WORK ITEM ▸
Return verbatim the portion of the material below that starts at the line containing "Would you mind pointing out the building" and ends at its last line.

======== EXTRACTED MATERIAL ========

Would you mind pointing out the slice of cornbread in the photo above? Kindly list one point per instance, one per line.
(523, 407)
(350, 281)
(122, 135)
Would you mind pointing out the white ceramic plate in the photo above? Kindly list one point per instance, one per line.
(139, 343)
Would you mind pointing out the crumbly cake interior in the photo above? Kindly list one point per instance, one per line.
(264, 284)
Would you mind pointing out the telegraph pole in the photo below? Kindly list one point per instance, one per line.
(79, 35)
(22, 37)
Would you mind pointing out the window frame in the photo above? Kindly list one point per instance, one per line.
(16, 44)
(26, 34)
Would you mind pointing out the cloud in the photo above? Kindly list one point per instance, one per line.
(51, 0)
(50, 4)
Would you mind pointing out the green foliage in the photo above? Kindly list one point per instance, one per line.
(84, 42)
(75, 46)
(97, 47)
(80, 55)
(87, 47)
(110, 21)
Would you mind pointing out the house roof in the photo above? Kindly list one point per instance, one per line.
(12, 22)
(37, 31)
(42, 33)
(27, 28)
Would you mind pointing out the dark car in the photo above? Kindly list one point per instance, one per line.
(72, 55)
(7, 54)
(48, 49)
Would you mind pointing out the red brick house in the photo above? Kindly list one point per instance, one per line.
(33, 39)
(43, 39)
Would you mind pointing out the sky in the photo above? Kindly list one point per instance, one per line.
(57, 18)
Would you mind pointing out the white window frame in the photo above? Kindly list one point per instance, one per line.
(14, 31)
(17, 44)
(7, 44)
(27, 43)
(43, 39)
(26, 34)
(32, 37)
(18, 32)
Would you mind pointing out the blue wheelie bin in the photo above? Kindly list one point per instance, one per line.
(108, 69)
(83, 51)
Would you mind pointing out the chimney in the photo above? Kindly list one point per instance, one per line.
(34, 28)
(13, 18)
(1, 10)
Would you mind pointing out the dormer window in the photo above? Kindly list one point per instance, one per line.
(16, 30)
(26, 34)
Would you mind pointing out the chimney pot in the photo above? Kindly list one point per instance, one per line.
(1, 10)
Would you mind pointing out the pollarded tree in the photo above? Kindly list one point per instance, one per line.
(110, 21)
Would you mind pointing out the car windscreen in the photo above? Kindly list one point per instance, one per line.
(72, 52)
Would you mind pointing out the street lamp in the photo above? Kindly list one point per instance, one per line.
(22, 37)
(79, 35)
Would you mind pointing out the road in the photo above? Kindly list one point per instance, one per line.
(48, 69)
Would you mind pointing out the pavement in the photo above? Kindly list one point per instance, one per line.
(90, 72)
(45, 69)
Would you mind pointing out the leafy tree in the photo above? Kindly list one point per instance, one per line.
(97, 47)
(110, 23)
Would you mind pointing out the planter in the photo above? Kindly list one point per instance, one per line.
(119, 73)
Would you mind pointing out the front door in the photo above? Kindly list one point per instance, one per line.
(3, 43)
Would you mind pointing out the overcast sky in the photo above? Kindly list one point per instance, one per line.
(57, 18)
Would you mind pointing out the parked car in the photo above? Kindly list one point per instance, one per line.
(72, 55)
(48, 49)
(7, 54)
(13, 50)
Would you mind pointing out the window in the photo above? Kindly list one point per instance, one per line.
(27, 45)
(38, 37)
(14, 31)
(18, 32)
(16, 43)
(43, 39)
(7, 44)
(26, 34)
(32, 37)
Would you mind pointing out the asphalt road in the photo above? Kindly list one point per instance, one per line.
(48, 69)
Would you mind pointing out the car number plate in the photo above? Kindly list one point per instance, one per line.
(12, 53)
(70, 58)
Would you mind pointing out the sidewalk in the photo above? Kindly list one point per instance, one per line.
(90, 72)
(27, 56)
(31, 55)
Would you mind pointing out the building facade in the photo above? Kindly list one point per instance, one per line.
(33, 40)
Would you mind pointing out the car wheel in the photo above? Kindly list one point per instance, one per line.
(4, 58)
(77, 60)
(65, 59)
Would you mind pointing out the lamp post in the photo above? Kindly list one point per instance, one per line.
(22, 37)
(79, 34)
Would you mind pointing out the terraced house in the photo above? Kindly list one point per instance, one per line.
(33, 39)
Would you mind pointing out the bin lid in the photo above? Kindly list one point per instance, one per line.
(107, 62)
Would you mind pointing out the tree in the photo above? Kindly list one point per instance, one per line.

========

ANSWER SPACE ▸
Would you mind pointing out the building facade in the photo above? Kindly list one point per instance, one per line.
(33, 40)
Would you mind pointing out the car wheel in the photo above? Kindly list one point per instance, one per line.
(4, 58)
(77, 60)
(65, 59)
Would you mind pointing out the lamp post in the photo above? Kindly list one point per instance, one per line.
(22, 37)
(79, 34)
Would you mind pointing out the terraced house in the photo above? Kindly list one point per instance, one per line.
(33, 39)
Would you mind pointing out the bin lid in the photo above? Kindly list one point per instance, one per line.
(107, 62)
Would you mind pointing out the tree in the photo above? Kindly list one point per instance, one per line.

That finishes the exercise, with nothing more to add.